Dua hari yang lalu tag “Anjay” menjadi tranding topik di Twitter. Awalnya saya mengira bahwa tranding itu sebagai keisengan warganet yang sengaja dinaikan. Eh, ternyata dibalik kata “Anjay” ada peran Komnas PA (Komisi Nasional Perlindungan Anak) yang melarang menggunakan istilah kata “Anjay” melalui surat edaran yang tersebar.
Kronologi informasi kata "anjay" yang saya dapat dari temen kost dan di pertegas dengan informasi googling. Bermula saat pelaporan atas keresahan Lutfi Algizal, pacar dari anak penyanyi dangdut Iis Dahlia. Si Al- Ghizal melaui akun media instagramnya menulis kisah heroik dirinya yang memperjungkan generasi anak bangsa untuk tidak menggunakan kata “Anjay”. Laporan tersebut pun disambut baik oleh Komnas PA dan mengeluarkan surat edaran yang viral.
Terlepas dari itu. Saya menganggap perjuangan yang dilakukan oleh Al-ghizal ini merupakan niat yang mulia. Terlepas dari banyaknya nyinyiran netizen yang menganggap si Ghizal hanya mencari sensasi untuk menambah follower Instagram. Anggap saja anggapan keluar dari suara Bu Tejo. Bisa bener, bisa juga Salah. Iya To
Saya mengenal kata "anjay" bermula saat konotasi bahasa yang dianggap Kotor diperhalus, yang bermula kata “Anj*ing” menjadi “Anjay”. Kata anjay seringkali digunakan sebagai bentuk ekspresi dalam merespon sesuatu. "Anjay" sudah menjadi rumusan dalam bahasa gaul sehari-hari. Sebagian orang yang sering menggunakan kata “Anjay” ini sulit mengontrol manjadi subhanallah, yarhamukallah, salut, mantul, seperti saya ini. Apapun itu yang dimaksud. Kata “Anjay” tetap saja memiliki konotasi buruk. Hal ini beda lain dengan pendapat Komnas PA yang melihat perspektif ini sebagai bentuk merendahkan martabat seseorang.

[Entri data yang terkumpul]
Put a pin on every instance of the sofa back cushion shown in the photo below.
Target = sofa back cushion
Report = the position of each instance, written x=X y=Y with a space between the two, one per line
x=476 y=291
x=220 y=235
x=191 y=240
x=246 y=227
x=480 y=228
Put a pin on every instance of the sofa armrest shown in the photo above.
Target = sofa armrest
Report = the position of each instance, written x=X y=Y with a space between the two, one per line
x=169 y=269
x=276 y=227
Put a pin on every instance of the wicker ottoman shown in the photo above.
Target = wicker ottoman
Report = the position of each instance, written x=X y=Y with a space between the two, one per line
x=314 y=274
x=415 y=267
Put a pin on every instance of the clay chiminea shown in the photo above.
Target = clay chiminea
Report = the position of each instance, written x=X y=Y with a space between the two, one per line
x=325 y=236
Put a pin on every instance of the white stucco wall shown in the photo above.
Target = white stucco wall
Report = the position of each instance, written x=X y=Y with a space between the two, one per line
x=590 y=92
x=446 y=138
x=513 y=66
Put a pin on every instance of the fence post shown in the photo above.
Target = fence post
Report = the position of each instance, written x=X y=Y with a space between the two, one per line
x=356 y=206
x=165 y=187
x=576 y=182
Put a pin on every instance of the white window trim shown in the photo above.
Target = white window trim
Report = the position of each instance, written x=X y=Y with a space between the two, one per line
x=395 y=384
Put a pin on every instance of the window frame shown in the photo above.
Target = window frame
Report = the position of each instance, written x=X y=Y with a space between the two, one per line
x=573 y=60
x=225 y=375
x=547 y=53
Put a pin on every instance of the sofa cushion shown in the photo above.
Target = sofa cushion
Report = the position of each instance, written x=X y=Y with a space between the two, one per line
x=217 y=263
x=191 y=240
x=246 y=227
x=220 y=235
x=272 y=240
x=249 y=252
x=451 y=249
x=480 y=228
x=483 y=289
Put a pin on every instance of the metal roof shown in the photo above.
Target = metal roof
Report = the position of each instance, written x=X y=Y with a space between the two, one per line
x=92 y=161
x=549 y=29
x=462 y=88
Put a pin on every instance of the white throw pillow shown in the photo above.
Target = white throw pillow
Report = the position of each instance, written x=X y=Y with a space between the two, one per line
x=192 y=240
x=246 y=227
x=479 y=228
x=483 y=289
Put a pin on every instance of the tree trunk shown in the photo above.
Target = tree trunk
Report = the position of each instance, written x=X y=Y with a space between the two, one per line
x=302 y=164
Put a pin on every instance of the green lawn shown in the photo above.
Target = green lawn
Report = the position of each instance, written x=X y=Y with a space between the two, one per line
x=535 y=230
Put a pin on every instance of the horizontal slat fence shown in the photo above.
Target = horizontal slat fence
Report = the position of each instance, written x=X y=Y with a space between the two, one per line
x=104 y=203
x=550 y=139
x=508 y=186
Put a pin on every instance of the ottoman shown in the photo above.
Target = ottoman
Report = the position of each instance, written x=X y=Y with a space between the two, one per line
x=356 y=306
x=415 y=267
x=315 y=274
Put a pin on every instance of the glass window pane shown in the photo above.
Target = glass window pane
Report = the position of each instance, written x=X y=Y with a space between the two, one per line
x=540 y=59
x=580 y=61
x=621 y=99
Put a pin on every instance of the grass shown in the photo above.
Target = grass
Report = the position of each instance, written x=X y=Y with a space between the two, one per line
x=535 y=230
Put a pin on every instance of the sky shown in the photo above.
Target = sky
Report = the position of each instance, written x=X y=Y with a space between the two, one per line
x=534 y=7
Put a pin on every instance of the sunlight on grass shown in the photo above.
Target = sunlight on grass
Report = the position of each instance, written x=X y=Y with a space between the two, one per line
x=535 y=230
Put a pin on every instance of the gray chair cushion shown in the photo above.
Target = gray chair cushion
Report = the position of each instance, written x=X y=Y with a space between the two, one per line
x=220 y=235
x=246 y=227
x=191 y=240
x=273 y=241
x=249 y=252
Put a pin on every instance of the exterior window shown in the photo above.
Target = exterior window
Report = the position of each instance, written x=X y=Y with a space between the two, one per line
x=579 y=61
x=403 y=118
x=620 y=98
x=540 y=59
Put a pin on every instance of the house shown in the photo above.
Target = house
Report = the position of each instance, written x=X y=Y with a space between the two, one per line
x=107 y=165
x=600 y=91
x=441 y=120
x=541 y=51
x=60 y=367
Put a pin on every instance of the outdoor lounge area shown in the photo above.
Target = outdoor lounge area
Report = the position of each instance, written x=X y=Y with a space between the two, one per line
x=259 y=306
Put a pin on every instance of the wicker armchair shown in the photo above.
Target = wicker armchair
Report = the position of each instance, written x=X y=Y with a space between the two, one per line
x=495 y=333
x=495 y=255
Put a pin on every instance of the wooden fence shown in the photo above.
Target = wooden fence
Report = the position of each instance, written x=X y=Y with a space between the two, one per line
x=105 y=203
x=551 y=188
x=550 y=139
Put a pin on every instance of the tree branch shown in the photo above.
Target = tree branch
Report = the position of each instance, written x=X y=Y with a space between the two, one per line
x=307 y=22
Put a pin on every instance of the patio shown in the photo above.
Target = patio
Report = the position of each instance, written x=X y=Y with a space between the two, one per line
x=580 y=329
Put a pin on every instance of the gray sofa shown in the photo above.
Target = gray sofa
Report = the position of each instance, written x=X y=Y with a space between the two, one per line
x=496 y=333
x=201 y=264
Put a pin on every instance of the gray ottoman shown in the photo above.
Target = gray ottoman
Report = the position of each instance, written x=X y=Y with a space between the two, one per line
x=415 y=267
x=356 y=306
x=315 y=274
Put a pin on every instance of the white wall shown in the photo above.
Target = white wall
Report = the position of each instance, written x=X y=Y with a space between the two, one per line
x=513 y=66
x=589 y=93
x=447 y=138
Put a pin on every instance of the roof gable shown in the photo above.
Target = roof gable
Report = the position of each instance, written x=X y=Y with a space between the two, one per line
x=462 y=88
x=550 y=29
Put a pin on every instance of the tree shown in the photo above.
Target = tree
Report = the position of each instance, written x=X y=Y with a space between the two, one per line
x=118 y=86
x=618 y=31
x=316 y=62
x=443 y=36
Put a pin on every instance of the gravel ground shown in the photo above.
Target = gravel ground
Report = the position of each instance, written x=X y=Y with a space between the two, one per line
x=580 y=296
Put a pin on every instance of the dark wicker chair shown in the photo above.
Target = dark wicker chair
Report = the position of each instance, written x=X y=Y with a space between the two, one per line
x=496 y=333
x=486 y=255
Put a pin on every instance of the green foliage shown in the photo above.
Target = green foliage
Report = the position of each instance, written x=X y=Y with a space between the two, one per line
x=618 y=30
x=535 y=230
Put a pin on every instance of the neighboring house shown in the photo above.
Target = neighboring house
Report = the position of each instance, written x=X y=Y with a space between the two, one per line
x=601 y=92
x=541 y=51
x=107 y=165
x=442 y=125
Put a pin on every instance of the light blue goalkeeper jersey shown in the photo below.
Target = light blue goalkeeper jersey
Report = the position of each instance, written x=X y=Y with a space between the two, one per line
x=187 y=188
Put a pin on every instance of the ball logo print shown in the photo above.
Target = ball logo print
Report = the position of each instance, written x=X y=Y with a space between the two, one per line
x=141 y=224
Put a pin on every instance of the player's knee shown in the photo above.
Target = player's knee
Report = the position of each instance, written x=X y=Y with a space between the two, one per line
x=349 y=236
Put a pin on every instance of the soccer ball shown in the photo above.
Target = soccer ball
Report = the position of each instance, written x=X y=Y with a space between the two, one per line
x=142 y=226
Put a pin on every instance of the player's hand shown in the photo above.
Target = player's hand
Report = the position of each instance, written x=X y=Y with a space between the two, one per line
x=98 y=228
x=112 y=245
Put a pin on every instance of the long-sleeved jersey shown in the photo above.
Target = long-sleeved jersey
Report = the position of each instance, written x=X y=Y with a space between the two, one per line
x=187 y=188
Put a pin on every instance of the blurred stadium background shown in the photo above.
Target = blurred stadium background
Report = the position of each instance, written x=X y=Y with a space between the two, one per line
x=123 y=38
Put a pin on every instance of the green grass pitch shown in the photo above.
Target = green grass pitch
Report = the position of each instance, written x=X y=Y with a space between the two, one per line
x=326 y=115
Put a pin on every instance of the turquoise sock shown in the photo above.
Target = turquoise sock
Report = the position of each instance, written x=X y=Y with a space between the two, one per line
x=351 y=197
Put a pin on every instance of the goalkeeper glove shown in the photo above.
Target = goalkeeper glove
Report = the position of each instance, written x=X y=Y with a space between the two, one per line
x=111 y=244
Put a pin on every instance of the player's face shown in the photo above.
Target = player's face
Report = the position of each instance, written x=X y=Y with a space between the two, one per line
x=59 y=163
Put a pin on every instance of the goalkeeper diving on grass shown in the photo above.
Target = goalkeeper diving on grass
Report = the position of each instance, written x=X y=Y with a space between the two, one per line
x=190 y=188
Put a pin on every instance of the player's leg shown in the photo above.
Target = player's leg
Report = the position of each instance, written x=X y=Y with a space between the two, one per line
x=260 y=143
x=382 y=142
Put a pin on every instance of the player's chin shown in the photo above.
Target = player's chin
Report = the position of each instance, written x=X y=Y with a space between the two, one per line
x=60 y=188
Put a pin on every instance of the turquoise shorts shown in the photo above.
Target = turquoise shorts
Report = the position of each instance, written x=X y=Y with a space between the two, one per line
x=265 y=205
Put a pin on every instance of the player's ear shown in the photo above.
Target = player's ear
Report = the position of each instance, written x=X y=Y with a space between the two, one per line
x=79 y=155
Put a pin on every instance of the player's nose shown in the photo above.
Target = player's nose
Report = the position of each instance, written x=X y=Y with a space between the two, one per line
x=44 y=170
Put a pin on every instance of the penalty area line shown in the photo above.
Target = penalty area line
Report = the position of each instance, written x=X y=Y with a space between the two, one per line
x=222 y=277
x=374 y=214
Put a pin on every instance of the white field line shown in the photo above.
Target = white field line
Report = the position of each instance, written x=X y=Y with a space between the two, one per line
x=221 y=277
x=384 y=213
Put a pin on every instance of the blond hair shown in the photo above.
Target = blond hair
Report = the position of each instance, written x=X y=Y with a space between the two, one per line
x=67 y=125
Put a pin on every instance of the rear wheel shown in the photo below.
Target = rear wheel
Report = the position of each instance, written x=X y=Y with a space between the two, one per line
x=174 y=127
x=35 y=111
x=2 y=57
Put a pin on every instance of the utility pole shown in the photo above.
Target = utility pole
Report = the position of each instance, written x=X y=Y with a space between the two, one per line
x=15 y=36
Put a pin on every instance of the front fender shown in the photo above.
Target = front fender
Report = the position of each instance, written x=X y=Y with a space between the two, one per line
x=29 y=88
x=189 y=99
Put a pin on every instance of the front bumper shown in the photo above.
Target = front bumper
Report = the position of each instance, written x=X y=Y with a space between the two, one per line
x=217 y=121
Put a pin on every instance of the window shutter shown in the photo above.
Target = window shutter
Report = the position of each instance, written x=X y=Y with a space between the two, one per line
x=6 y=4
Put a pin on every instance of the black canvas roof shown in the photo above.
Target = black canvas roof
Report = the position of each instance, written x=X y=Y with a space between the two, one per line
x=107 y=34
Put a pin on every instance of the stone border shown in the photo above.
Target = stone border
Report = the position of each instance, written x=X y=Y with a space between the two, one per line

* Perintah Kerja A
Ulangi persis isi tulisan tentang kata “Anjay”, mulai dari "Kronologi informasi kata" terus sampai "edaran yang viral.".
* Perintah Kerja B
Sebutkan semua nama orang yang muncul dalam tulisan tentang kata “Anjay”.
* Perintah Kerja C
Sambung tulisan tentang kata “Anjay” mulai dari kalimat sesudah kalimat terakhirnya.
Entri yang terkumpul tidak diperlukan di sini.

* Jawaban A
Kronologi informasi kata "anjay" yang saya dapat dari temen kost dan di pertegas dengan informasi googling. Bermula saat pelaporan atas keresahan Lutfi Algizal, pacar dari anak penyanyi dangdut Iis Dahlia. Si Al- Ghizal melaui akun media instagramnya menulis kisah heroik dirinya yang memperjungkan generasi anak bangsa untuk tidak menggunakan kata “Anjay”. Laporan tersebut pun disambut baik oleh Komnas PA dan mengeluarkan surat edaran yang viral.

* Jawaban B
Lutfi Algizal (juga ditulis Al-Ghizal), Iis Dahlia, Bu Tejo

* Jawaban C
Kata "anjay" menjadi delik pidana ketika memenuhi unsur ketika seseorang yang merasa tersingung dan bisa dilaporkan sebagai bentuk penghinaan/ kekerasan verbal. Namun tidak berlaku bagi seseorang sahabat yang saling menerima satu sama lain menurut penalaran surat edaran yang telah saya baca. Artinya. Jika seseorang menggunakan kata “Anjay” dan korban tidak terima. Orang tersebut melanggar pasal UU RI No 35 Tahun 2004 tentang perlindungan anak. Oh iya himbauan ini di peruntukan untuk anak-anak. Hehe
Artinya. Jika seseorang menggunakan kata “Anjay” dan korban tidak terima. Orang tersebut melanggar pasal UU RI No 35 Tahun 2004 tentang perlindungan anak
Perkembangan bahasa dilalui pada akses pola interaksi masyarakat yang berkembang. Anak gaul seringkali membuat istilah beken untuk menjalin emosional pertemanan. Bahasa gaul yang muncul juga akibat polarisasi digital dan istilah yang dibuat-buat. Pada kenyataanya. Kata gaul berkembang dan mengisi ruang-ruang interaksi publik terutama anak muda. Kalian pasti mengenal istilah yang di bulak balik seperti, Kuy yang berarti yuk. gabut, bucin, baper, gaje. Dan varian istilah lannya.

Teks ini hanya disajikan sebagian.